DATA
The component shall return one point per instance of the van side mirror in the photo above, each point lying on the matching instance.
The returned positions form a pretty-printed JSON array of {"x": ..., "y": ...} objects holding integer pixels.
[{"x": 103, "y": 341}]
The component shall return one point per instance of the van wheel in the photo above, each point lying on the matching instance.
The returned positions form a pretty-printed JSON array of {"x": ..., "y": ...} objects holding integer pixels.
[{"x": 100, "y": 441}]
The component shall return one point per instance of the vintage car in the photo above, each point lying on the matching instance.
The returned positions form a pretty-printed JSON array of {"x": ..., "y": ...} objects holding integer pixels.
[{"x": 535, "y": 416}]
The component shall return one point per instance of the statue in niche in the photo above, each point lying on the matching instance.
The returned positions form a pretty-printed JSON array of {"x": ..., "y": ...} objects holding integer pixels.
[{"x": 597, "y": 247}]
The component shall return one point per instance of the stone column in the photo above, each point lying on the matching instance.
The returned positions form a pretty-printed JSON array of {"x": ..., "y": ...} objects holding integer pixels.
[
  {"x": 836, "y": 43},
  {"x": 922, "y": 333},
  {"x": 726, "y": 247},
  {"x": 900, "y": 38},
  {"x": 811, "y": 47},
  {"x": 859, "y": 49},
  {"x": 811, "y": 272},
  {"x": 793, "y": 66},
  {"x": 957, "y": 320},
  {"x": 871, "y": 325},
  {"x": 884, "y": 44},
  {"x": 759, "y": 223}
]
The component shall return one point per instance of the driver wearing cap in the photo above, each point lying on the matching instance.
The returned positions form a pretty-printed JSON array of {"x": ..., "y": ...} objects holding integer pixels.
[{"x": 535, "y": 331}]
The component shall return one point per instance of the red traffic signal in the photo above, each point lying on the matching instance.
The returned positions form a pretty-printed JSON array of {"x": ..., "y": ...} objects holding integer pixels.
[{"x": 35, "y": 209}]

PROBLEM TO WORK ON
Every line of the entries above that includes "point" should be copied.

RESPONSE TO THIS EXERCISE
The component shall return one point per instance of the van side mirror in the photo above, each point lying on the matching instance.
The component shall return one point per instance of the van wheel in the photo above, each point lying on the matching instance.
The component shall return one point per instance of the vintage car in the photo above, each point lying on the matching instance.
The component shall return one point per instance of the statue in niche in the photo above, each point lying on the matching instance.
The component shall return one point per instance of the stone column in the photo above, each point lying on the matching instance.
The component shall return one point per instance of the driver wearing cap in the photo above, each point lying on the matching instance.
The component shall return one point per instance of the red traffic signal in the photo above, each point lying on the matching instance.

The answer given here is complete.